**Compiti da svolgere**:
#1 Secondo il testo sul delitto del trapano, entro quale data il perito depositerà l'elaborato?
#2 Riscrivi tutto ciò che va da "Per Verduci, difeso" fino a "test del Dna." nel testo sul delitto del trapano, mettendo "l'indagato" al posto di "Verduci".
#3 Continua il testo sul delitto del trapano a partire dalla sua ultima frase.

___ Testo proposto ___

Si è svolto oggi, 2 dicembre 2024, in tribunale a Genova l'incidente probatorio per il prelievo del Dna di Fortunato Verduci, il carrozziere di 65 anni indagato a piede libero per l'omicidio di Maria Luigia Borrelli, avvenuto nel 1995 e noto come "delitto del trapano". Il prossimo passo sarà la comparazione del suo profilo genetico con quello di "Ignoto 1", trovato sulla scena del crimine; in seguito, l'uomo potrebbe essere rinviato a giudizio. Lo ha spiegato a Tag24 l'avvocato Rachele De Stefanis, che assiste la figlia della vittima.
Per Verduci, difeso dagli avvocati Emanuele Canepa e Andrea Volpe, erano stati disposti l’accompagnamento coattivo e l’esecuzione coattiva del rilievo: anche se si fosse rifiutato, sarebbe stato comunque sottoposto al test del Dna.
L'incidente probatorio, svoltosi alla fine senza intoppi, ha visto l'indagato presentarsi in tribunale e sottoporsi al tampone buccale. "Il suo Dna sarà comparato con tutti i profili già agli atti", ha dichiarato a Tag24 l'avvocato De Stefanis, sottolineando che "l'udienza di oggi non ha cambiato più di tanto la situazione".
"La Procura ha deciso di passare per questo step per scrupolo. A livello di linee guida internazionali, il tampone buccale in incidente probatorio è il non plus ultra, ma il quadro probatorio era già solido", ha aggiunto. "Il perito si prenderà 60 giorni per estrarre il Dna dal tampone e fare le comparazioni, con l'elaborato che sarà depositato entro il 2 febbraio, per essere discusso nell'udienza del 10 febbraio".
"Se, come credo, dovesse esserci piena corrispondenza (tra il Dna dell'indagato e quello attribuito a "Ignoto 1"), nel giro di poche settimane all'indagato verrà notificato l'avviso di conclusione delle indagini. La famiglia attende solo il rinvio a giudizio", ha concluso, anticipando che il prossimo 10 dicembre, insieme ai consulenti di parte, farà il punto della situazione in una diretta su Youtube.

___ Materiale fornito ___

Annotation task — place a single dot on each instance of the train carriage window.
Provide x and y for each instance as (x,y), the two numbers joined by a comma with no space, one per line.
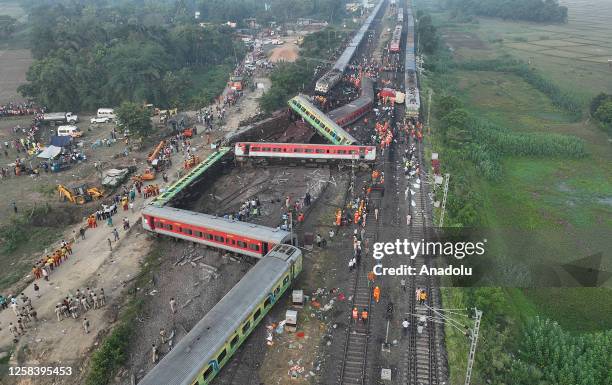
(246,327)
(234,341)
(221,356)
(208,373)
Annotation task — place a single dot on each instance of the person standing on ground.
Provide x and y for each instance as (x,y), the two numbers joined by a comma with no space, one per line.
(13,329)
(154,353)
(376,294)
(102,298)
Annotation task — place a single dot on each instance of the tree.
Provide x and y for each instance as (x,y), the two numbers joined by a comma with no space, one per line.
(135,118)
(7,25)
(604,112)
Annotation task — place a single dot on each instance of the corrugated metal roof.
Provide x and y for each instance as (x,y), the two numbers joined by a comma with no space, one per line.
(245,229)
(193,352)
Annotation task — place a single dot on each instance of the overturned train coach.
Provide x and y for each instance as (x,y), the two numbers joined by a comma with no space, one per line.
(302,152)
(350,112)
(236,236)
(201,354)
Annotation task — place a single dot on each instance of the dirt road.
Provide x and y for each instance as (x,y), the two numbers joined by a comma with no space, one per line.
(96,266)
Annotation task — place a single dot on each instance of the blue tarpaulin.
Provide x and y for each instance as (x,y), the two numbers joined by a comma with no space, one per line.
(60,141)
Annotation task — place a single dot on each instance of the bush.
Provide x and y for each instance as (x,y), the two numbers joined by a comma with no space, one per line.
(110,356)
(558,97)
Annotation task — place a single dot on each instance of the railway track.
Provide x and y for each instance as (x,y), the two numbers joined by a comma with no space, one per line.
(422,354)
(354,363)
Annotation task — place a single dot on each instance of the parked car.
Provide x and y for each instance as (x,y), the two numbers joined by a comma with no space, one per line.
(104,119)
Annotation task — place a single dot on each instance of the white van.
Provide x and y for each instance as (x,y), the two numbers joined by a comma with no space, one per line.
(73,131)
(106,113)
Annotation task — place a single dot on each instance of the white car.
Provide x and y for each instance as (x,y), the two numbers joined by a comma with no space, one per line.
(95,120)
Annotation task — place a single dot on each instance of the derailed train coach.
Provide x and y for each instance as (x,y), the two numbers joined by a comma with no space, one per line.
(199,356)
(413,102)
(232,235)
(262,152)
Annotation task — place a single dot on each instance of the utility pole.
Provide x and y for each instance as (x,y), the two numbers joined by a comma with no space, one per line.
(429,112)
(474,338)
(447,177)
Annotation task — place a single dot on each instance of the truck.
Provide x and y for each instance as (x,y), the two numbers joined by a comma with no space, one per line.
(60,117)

___
___ Materiale fornito ___

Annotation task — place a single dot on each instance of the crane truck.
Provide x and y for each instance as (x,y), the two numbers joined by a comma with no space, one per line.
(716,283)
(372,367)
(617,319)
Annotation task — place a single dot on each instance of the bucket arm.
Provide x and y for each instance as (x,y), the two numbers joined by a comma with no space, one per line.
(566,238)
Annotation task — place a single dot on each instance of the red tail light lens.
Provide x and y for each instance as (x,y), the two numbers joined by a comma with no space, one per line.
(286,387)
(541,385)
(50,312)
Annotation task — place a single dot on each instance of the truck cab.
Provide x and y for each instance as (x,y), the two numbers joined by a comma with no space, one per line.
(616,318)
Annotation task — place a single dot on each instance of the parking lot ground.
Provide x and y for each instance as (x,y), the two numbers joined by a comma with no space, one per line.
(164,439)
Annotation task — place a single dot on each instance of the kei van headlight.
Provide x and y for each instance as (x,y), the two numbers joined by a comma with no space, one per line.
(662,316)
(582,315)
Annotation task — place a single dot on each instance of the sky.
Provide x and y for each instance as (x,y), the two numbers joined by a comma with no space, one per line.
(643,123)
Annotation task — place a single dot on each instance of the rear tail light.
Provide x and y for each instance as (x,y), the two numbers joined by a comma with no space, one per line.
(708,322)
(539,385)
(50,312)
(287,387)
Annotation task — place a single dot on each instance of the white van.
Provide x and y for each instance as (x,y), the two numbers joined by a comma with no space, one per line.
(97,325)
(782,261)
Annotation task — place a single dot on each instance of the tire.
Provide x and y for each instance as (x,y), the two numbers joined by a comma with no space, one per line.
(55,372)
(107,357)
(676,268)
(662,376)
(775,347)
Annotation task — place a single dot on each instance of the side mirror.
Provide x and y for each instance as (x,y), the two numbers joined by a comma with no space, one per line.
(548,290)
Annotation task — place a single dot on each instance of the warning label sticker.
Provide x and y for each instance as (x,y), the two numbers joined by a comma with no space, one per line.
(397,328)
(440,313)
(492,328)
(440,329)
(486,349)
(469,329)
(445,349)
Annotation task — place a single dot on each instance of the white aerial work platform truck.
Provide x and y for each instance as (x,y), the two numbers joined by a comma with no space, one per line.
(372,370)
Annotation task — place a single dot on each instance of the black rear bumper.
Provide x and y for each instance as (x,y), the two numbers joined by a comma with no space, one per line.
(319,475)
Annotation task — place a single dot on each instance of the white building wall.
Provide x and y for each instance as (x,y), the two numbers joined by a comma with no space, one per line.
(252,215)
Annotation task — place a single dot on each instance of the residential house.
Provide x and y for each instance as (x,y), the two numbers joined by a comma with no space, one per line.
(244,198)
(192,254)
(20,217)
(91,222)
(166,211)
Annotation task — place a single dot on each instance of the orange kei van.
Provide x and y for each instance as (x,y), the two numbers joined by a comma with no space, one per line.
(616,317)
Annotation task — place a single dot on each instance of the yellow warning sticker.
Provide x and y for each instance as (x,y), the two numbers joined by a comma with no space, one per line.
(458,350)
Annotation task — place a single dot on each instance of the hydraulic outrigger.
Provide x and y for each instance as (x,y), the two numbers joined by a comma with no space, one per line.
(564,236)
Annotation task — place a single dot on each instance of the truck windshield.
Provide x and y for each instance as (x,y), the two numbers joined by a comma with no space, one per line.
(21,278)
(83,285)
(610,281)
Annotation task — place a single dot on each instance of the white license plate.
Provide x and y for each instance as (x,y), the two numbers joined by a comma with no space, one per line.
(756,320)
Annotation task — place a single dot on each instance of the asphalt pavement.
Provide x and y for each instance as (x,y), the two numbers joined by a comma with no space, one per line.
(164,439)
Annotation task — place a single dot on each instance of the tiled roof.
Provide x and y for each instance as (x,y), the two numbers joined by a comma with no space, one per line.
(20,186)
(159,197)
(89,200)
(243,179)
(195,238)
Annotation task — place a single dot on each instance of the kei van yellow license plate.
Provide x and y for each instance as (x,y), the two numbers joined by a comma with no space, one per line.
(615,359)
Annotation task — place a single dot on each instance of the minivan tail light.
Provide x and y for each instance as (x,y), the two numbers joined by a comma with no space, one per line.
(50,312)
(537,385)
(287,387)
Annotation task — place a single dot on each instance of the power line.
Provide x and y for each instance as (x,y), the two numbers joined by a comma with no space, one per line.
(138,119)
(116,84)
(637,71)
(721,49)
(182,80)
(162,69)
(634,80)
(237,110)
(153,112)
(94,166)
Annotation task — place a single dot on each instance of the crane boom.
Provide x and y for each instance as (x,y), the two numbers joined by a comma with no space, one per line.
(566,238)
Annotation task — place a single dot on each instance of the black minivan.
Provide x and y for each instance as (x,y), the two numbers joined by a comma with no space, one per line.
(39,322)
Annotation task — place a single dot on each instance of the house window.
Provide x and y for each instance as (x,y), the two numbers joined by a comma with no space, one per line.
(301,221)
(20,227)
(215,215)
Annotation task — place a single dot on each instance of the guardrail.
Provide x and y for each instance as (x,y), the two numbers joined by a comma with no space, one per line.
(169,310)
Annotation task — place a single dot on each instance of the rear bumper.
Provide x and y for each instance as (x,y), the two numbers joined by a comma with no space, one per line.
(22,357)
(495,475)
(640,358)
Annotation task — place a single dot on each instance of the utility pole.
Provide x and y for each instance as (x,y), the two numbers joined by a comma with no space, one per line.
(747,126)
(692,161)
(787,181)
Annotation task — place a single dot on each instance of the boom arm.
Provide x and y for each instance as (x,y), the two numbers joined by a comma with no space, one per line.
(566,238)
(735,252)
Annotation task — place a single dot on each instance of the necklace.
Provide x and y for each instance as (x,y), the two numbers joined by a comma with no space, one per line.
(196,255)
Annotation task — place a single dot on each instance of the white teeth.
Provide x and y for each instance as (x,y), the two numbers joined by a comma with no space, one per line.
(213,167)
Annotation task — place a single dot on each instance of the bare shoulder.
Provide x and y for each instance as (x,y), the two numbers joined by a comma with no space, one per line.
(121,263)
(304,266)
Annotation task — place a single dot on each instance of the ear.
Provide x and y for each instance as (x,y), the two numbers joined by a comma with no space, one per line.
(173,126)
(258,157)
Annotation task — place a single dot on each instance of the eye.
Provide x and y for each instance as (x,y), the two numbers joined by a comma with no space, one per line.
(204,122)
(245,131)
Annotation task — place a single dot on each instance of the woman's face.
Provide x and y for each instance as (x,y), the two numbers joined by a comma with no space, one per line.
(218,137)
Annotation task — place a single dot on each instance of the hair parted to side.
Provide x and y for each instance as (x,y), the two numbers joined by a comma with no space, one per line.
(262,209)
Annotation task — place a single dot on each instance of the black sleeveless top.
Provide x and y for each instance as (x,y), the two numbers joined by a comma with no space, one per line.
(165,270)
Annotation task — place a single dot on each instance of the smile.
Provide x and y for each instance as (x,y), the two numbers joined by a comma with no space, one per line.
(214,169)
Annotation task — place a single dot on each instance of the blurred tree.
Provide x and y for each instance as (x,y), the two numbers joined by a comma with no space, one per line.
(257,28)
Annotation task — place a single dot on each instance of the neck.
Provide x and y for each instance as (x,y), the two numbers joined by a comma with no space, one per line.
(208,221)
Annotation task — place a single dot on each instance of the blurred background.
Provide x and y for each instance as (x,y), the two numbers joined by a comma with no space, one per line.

___

**Risposte in ordine**:
#1 Entro il 2 febbraio.

#2
Per l'indagato, difeso dagli avvocati Emanuele Canepa e Andrea Volpe, erano stati disposti l’accompagnamento coattivo e l’esecuzione coattiva del rilievo: anche se si fosse rifiutato, sarebbe stato comunque sottoposto al test del Dna.

#3
L'obiettivo è determinare se Verduci sia davvero "il killer del trapano". Se davvero, il 6 settembre del 1995, uccise Maria Luigia Borrelli, infermiera a domicilio di 42 anni, in vico degli Indoratori, nel centro storico di Genova. Quasi 30 anni dopo, infatti, sono ancora molti gli interrogativi che avvolgono il caso.
Certa è solo l'arma del delitto: Borrelli, che si trovava nel passo per prostituirsi e raccogliere il denaro necessario a risanare i debiti lasciatigli dal marito defunto, fu colpita prima con uno sgabello e poi con un trapano di proprietà di un certo Ottavio Salis, morto suicida dopo l'iscrizione del suo nome nel registro degli indagati e risultato, alla fine, estraneo ai fatti.
La svolta, dopo la riapertura delle indagini nel 2021, potrebbe essere vicina. Ad incastrare Verduci, in particolare, delle conversazioni (intercettate) che avrebbe avuto con i suoi colleghi, ammettendo - di fatto - l'omicidio. E, appunto, il Dna.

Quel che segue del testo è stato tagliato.